This means that the EU’s plans are on ice for now. But whatever happens, the way large digital companies are taxed is changing. If the OECD plans are ratified, a proportion of the taxes they pay will be linked to wherever their revenues are generated. If the plans aren’t ratified, the EU and others will rapidly move to reopen the debate.

Antitrust. Tech companies are increasingly exposed to antirust actions by governments concerned about their oligopoly and even monopoly power.

The European Commission’s current Digital Markets Act, for example, aims to level the distortions of the playing field caused by the dominance of US technology firms in areas such as online marketplaces and social media. Under the act, marketplaces would be required to treat third-party businesses offering products and services on the same terms as their own in search results and on app stores.

Meanwhile, antitrust authorities around the world are taking a closer look at big tech. In November 2020, China’s antitrust regulators effectively prevented the public listing of Ant, one of the country’s largest technology companies. A month later, the US Department of Commerce opened an antitrust investigation of Facebook. And in June 2021, the EU launched antitrust proceedings against Amazon.

PE investors should consider how forthcoming antitrust actions and new digital services taxes could affect their portfolio companies and potential investments. The impact will vary depending on a particular company’s business model and the sector and geographies it operates in. The EU’s proposed approach, for example, primarily targets companies that generate revenue in online marketplaces, social media, and advertising. While the main focus will be on larger multinationals, regional market share is also a key consideration, so fast-growing smaller players could soon find themselves falling within the scope of these measures.

The Way Forward

The global tech industry will become an even more attractive and dynamic opportunity for PE investors as its trade value increases. But with this growth will come even greater focus by regulators and governments on the sector generally, along with increased exposure to geopolitical risk. As such, PE firms should prepare for four key trends:

  • More widely distributed electronics supply chains with increased regulatory requirements and incentives for local production in certain jurisdictions
  • Changes in tax regimes for tech companies
  • A greater focus on data privacy, with diverging national and regional regulatory ecosystems and additional digital trade barriers
  • Increased antitrust actions aimed at reducing the dominant market power of certain players, such as online marketplaces

PE firms can get ready for these trends by initiating three actions.

* [Explore the material]:
1) In the tech regulation passage, when did the EU launch antitrust proceedings against Amazon?
2) For each statement, say whether it agrees with the tech regulation passage, and quote the words that decide it.
(a) In November 2020, China's antitrust regulators effectively prevented the public listing of Ant.
(b) The Digital Markets Act is a measure of the US Department of Commerce.
(c) The EU's proposed approach primarily targets companies that generate revenue from hardware manufacturing.
3) Retype part of the tech regulation passage, starting at "This means that" and ending at "even monopoly power.".

* [Data shown]:
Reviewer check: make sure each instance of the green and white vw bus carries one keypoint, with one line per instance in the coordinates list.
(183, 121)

* [Answers to each task]:
1) June 2021

2)
(a) Yes: "In November 2020, China’s antitrust regulators effectively prevented the public listing of Ant"
(b) No: "The European Commission’s current Digital Markets Act"
(c) No: "primarily targets companies that generate revenue in online marketplaces, social media, and advertising"

3)
This means that the EU’s plans are on ice for now. But whatever happens, the way large digital companies are taxed is changing. If the OECD plans are ratified, a proportion of the taxes they pay will be linked to wherever their revenues are generated. If the plans aren’t ratified, the EU and others will rapidly move to reopen the debate.

Antitrust. Tech companies are increasingly exposed to antirust actions by governments concerned about their oligopoly and even monopoly power.